Extracted information
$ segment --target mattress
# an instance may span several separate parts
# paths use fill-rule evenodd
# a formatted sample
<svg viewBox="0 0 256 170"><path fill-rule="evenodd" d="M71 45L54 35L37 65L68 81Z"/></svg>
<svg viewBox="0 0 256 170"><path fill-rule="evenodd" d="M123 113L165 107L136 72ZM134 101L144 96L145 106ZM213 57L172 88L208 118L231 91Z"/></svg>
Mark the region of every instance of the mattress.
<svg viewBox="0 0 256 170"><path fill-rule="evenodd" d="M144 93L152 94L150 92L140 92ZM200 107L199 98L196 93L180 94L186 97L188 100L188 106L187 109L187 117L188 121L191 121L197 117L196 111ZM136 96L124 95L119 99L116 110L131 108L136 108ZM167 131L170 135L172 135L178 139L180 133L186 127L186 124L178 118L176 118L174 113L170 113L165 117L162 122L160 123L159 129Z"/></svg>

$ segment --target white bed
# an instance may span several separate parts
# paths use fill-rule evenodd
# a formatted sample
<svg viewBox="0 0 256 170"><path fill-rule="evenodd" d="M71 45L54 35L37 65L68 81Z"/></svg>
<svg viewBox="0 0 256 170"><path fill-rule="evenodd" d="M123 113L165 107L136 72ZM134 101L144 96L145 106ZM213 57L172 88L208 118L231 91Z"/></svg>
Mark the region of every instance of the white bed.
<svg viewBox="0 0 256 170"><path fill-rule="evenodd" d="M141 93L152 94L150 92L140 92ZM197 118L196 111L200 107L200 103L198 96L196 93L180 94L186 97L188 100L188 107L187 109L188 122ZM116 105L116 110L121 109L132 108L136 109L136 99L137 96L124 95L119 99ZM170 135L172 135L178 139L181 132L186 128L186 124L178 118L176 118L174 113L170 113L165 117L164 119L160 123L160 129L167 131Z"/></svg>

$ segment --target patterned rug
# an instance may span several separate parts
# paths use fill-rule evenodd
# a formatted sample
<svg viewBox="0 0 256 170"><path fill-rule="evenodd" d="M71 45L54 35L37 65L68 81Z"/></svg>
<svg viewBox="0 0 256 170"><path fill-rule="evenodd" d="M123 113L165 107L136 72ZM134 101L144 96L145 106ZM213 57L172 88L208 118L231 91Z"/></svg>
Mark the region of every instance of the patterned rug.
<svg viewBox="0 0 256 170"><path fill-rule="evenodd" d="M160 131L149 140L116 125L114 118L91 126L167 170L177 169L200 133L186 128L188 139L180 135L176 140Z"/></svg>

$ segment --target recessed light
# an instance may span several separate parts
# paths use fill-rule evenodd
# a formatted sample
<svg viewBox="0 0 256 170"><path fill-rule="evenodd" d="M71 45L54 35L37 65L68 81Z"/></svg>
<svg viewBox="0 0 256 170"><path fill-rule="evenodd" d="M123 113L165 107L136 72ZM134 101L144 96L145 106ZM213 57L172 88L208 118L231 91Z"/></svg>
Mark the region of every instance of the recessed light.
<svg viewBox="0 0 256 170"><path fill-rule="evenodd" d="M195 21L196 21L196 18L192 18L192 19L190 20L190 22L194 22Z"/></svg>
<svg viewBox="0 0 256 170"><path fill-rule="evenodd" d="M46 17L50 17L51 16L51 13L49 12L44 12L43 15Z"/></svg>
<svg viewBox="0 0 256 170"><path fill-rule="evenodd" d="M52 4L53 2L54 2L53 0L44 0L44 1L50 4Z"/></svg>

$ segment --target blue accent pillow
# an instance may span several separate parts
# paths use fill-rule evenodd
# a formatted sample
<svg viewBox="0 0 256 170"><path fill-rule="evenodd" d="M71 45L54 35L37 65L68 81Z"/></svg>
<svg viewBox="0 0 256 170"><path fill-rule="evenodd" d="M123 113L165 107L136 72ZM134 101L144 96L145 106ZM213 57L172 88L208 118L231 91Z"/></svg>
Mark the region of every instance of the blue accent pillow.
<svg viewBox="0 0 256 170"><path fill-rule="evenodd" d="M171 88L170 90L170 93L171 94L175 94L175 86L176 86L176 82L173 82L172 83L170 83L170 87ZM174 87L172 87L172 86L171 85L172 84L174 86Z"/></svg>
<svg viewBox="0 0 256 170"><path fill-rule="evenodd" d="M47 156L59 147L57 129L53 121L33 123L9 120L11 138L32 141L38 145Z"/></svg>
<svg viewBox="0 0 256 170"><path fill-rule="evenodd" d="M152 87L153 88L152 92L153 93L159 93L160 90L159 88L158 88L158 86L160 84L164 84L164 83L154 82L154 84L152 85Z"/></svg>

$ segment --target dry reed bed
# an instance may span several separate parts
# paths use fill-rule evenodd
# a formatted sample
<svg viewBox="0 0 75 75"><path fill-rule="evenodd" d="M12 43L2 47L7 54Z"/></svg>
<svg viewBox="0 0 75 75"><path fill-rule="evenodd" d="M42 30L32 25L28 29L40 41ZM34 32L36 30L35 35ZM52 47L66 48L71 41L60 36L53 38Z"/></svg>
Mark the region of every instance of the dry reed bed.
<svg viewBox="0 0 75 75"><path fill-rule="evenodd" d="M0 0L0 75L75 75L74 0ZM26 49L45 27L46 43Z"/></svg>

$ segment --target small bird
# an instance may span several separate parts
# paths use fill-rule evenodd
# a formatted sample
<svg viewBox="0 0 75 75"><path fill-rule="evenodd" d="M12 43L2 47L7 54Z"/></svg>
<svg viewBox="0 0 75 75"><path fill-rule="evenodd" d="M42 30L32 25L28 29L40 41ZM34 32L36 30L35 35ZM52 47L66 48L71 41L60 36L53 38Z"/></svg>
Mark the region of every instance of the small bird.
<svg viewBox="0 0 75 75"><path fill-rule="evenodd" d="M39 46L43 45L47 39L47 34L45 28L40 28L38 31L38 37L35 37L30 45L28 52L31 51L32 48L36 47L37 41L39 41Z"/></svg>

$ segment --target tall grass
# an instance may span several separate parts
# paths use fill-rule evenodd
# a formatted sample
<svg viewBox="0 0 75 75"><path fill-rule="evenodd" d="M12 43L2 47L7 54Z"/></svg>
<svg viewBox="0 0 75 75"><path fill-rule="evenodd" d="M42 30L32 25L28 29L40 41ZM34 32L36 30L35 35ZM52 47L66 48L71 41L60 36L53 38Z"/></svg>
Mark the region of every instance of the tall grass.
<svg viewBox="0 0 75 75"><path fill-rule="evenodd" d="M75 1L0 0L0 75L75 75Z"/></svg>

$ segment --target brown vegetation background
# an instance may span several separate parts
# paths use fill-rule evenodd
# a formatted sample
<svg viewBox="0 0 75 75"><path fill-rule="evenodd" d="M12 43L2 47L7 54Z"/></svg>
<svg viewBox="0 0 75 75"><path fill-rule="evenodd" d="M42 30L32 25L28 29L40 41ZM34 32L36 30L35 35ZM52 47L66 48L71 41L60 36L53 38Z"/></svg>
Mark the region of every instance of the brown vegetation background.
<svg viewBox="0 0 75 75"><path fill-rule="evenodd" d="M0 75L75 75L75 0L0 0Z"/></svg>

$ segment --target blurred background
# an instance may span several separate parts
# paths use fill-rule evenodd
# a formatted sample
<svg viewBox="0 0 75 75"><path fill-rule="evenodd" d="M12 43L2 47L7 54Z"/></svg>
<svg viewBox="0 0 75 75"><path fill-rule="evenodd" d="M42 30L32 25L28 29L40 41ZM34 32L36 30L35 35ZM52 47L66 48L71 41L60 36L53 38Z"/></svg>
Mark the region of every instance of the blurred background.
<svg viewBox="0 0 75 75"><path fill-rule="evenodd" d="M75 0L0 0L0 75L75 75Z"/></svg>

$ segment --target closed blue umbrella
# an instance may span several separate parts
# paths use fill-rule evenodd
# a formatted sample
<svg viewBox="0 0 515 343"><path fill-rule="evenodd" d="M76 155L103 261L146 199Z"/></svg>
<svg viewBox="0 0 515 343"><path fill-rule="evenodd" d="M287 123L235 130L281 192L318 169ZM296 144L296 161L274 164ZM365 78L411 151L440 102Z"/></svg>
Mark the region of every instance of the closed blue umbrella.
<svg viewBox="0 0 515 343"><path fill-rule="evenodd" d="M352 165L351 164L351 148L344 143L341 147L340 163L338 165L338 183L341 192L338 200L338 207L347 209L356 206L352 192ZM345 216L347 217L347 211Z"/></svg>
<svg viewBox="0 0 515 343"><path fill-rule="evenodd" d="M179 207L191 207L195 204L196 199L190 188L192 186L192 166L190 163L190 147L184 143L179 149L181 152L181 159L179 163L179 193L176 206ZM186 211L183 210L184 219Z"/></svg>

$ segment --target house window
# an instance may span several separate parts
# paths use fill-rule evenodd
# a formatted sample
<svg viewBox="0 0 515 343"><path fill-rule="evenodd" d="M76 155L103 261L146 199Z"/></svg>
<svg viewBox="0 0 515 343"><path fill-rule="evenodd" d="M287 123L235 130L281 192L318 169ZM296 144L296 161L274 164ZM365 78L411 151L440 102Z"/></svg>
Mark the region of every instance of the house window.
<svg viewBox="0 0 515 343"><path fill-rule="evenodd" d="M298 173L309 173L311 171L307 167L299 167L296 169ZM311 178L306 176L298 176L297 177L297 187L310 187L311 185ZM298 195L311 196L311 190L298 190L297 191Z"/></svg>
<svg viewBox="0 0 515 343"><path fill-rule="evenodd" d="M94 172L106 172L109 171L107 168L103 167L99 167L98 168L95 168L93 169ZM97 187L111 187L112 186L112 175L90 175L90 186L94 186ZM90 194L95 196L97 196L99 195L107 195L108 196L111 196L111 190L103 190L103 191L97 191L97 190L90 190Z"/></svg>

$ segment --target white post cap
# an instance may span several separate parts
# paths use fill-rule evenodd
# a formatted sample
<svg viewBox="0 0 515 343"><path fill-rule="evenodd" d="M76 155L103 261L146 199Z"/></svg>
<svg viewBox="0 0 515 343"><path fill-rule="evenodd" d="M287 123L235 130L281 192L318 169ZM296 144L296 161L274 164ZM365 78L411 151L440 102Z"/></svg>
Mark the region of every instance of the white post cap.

Brief
Rewrite the lines from the one containing "--target closed blue umbrella" through the one containing "207L191 207L195 204L196", inclusive, putting "folded blue umbrella" wherever "closed blue umbrella" appears and leaving everything else as it is.

Output below
$ segment --target folded blue umbrella
# an instance may span several separate parts
# paths use fill-rule evenodd
# a formatted sample
<svg viewBox="0 0 515 343"><path fill-rule="evenodd" d="M76 155L103 261L146 199Z"/></svg>
<svg viewBox="0 0 515 343"><path fill-rule="evenodd" d="M287 123L235 130L281 192L318 169ZM296 144L296 161L274 164ZM365 78L411 151L440 102Z"/></svg>
Mark the region of every instance of the folded blue umbrella.
<svg viewBox="0 0 515 343"><path fill-rule="evenodd" d="M352 165L351 164L351 148L344 143L341 147L340 163L338 165L338 183L341 192L338 200L338 207L347 209L356 206L352 192ZM345 216L347 217L347 211Z"/></svg>
<svg viewBox="0 0 515 343"><path fill-rule="evenodd" d="M179 207L191 207L195 204L196 199L190 188L192 186L192 166L190 163L190 147L184 143L179 149L181 152L181 159L179 163L179 193L176 206ZM186 211L183 210L184 219Z"/></svg>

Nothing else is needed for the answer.